* What is being asked *
Output the lines below exactly as they appear, starting with the line that contains "Does the image above contain any weathered" and ending with the line that contains "753, 382, 1209, 545", both included.

Entries from an annotation dataset
* begin *
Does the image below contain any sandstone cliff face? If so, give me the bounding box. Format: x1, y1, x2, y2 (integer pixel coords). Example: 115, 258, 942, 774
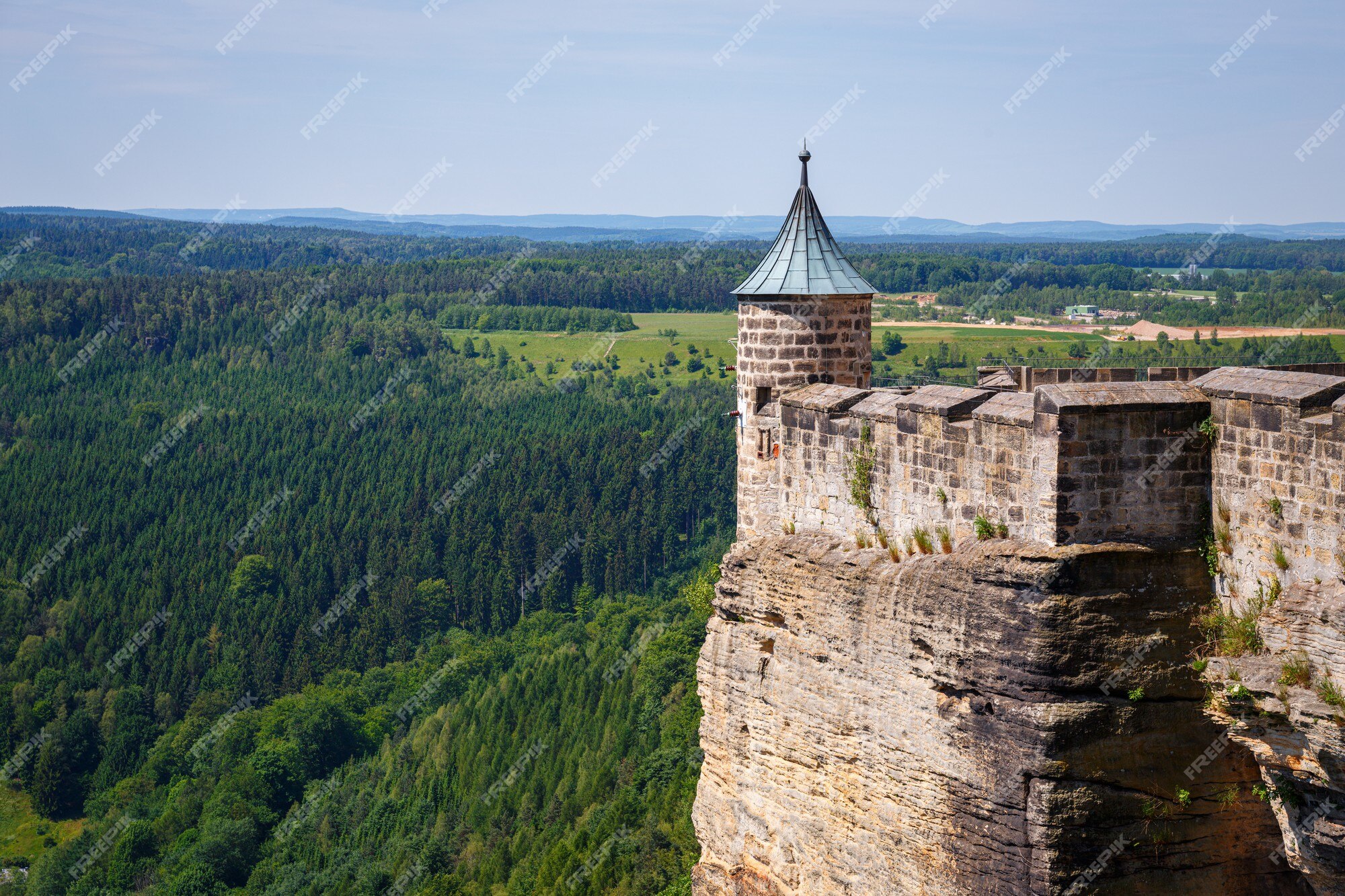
1206, 581, 1345, 893
693, 536, 1303, 896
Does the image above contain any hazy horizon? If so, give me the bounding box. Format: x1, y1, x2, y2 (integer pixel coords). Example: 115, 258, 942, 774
0, 0, 1345, 225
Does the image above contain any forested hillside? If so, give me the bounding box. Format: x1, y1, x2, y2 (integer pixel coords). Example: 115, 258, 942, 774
0, 215, 1345, 896
10, 214, 1345, 328
0, 223, 733, 893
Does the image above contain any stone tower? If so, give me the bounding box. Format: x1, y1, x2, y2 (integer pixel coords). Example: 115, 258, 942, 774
733, 149, 874, 538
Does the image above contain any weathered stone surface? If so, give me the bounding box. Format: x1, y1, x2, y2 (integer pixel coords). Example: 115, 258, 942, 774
693, 536, 1302, 896
1205, 573, 1345, 893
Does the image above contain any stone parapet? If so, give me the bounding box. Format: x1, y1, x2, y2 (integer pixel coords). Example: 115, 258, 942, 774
1192, 367, 1345, 604
753, 382, 1209, 545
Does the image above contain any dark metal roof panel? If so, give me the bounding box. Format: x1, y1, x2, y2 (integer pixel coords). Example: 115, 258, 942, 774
733, 152, 877, 296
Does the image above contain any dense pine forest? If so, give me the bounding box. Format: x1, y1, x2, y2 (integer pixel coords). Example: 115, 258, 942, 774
0, 207, 1345, 896
0, 212, 733, 893
7, 214, 1345, 328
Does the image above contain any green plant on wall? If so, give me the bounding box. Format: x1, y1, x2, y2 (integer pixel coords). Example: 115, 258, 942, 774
845, 421, 874, 512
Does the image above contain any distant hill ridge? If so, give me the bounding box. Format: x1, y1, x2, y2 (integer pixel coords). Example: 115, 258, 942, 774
7, 206, 1345, 242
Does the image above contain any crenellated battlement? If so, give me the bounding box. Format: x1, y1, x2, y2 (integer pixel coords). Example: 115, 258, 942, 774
755, 383, 1209, 545
1192, 367, 1345, 600
741, 367, 1345, 575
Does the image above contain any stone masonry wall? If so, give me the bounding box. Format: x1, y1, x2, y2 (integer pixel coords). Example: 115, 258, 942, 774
737, 296, 873, 397
769, 383, 1209, 545
736, 296, 873, 538
1192, 367, 1345, 604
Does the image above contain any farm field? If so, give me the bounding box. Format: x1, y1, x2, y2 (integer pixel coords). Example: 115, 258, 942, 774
444, 313, 737, 387
0, 784, 83, 862
444, 312, 1345, 387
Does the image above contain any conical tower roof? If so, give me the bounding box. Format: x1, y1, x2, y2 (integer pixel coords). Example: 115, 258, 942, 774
733, 148, 877, 296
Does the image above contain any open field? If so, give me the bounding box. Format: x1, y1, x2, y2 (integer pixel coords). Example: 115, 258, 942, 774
0, 783, 83, 862
444, 313, 737, 386
444, 313, 1345, 387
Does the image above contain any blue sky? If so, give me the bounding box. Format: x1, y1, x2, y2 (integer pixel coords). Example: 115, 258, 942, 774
0, 0, 1345, 223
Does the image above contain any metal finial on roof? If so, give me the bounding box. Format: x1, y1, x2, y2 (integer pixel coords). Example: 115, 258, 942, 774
733, 144, 877, 296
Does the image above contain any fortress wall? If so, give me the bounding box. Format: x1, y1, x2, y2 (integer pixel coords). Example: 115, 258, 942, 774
737, 296, 873, 398
1193, 367, 1345, 604
769, 383, 1209, 545
1036, 383, 1209, 545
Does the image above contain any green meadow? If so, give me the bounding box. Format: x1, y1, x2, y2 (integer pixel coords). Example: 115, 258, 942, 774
444, 312, 1345, 387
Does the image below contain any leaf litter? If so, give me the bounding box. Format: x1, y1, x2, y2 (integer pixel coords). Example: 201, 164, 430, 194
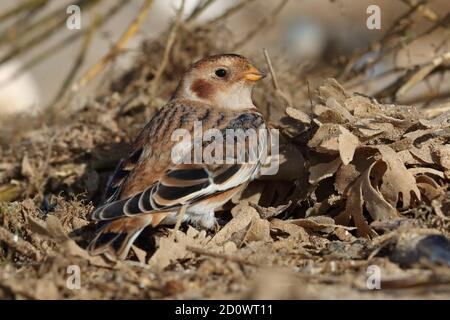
0, 29, 450, 299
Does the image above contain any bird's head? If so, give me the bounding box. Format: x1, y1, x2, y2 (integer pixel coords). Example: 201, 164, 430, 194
174, 54, 265, 110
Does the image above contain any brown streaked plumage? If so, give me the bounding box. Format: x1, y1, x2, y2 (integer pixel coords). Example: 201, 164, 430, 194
89, 54, 265, 259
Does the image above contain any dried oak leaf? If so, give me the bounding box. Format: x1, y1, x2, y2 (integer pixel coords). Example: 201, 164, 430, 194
308, 124, 359, 165
208, 203, 270, 247
148, 227, 210, 270
373, 145, 420, 209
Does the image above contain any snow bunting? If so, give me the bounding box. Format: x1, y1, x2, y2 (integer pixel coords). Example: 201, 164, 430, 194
88, 54, 268, 259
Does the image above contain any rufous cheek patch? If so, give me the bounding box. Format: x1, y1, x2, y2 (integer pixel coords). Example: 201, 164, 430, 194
191, 79, 214, 99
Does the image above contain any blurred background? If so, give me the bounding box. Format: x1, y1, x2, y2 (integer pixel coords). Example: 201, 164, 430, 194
0, 0, 450, 117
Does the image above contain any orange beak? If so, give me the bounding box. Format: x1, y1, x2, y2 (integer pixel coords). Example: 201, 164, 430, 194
244, 66, 266, 82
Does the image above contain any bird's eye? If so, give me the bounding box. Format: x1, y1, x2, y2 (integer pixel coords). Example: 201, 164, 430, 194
215, 68, 227, 78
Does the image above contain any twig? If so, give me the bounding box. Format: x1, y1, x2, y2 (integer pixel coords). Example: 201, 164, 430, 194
0, 0, 97, 64
263, 49, 292, 107
186, 246, 259, 267
50, 10, 100, 107
0, 0, 48, 22
401, 0, 438, 21
233, 0, 289, 51
206, 0, 255, 25
0, 0, 127, 86
396, 51, 450, 97
0, 226, 40, 260
79, 0, 153, 87
185, 0, 216, 23
150, 0, 186, 101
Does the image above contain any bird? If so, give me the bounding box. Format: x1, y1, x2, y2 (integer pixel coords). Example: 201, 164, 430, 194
87, 53, 268, 260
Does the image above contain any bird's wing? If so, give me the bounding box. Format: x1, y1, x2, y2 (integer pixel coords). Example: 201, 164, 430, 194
93, 101, 264, 221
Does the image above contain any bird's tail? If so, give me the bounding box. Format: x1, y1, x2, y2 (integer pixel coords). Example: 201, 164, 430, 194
87, 215, 153, 260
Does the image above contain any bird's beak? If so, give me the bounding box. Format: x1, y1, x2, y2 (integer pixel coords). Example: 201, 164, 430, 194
244, 66, 266, 82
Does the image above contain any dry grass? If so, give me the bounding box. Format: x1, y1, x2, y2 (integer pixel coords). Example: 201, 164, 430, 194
0, 3, 450, 299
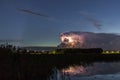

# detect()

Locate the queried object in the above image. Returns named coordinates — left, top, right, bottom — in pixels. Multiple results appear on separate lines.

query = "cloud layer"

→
left=80, top=12, right=102, bottom=29
left=60, top=31, right=120, bottom=50
left=18, top=9, right=50, bottom=18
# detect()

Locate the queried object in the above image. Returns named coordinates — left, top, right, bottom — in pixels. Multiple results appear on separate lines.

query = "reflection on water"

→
left=50, top=62, right=120, bottom=80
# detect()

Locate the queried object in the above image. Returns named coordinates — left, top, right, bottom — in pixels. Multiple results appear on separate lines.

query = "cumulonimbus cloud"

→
left=60, top=31, right=120, bottom=50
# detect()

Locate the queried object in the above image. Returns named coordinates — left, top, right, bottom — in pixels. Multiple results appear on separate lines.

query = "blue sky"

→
left=0, top=0, right=120, bottom=46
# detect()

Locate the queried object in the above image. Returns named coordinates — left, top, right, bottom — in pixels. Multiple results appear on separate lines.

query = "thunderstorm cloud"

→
left=59, top=31, right=120, bottom=50
left=80, top=12, right=102, bottom=29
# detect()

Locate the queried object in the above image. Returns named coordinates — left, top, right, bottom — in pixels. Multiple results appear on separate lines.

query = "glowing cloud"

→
left=59, top=31, right=120, bottom=50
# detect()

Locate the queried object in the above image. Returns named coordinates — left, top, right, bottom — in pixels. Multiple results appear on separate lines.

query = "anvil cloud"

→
* end *
* Result for this exercise *
Does the image above contain any weathered stone surface? If so, give me the bounding box. Format: x1, y1, x2, y2 (integer pixel coords). Example: 115, 258, 942, 774
693, 536, 1302, 896
1205, 573, 1345, 893
Does the image above contain any stone parapet? If so, give me the bounding box. Format: x1, y1, x2, y2 (integer pixel coords). Example: 115, 258, 942, 774
1192, 367, 1345, 604
753, 382, 1209, 545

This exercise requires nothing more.